List each line below that contains the string "instance", copying every such line in full.

- Information given
+===+
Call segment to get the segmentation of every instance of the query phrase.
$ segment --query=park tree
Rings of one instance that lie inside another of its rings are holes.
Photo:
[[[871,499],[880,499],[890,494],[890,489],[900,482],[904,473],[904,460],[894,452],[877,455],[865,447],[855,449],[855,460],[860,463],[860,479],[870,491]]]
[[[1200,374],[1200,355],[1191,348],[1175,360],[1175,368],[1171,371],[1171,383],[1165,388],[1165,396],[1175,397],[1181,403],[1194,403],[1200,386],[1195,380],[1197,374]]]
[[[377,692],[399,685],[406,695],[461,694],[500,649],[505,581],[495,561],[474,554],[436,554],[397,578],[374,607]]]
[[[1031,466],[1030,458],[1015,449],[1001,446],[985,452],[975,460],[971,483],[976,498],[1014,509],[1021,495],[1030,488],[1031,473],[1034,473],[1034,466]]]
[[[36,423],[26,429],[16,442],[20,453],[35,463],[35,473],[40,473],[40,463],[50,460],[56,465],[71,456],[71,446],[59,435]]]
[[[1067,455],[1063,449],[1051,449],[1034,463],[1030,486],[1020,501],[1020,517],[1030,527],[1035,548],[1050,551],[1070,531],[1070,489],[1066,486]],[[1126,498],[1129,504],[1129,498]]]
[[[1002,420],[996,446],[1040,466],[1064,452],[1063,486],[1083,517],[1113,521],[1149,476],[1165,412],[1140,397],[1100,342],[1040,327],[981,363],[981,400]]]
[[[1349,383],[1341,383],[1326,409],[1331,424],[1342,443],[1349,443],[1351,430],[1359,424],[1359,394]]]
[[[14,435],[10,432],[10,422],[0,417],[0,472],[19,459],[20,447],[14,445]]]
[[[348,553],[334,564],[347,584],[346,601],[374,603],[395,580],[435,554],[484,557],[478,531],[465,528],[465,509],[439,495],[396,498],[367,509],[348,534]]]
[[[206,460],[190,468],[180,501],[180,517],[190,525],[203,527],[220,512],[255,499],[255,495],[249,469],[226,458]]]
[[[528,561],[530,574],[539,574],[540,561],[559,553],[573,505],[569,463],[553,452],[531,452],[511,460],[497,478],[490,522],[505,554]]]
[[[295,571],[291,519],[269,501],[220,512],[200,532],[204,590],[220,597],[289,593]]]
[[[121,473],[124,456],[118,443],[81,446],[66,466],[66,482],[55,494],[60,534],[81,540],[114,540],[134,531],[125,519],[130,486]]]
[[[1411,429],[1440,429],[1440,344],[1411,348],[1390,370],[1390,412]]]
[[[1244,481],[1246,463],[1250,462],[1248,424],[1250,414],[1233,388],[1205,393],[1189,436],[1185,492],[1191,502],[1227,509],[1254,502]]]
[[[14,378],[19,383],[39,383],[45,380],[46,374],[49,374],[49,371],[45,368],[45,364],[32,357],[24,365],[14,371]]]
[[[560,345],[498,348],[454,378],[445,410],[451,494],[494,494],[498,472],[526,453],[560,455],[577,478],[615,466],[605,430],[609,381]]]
+===+
- Output below
Call segment to get the segmentation of every instance of the query phrase.
Rings of one instance that lie inside another of its rings are holes.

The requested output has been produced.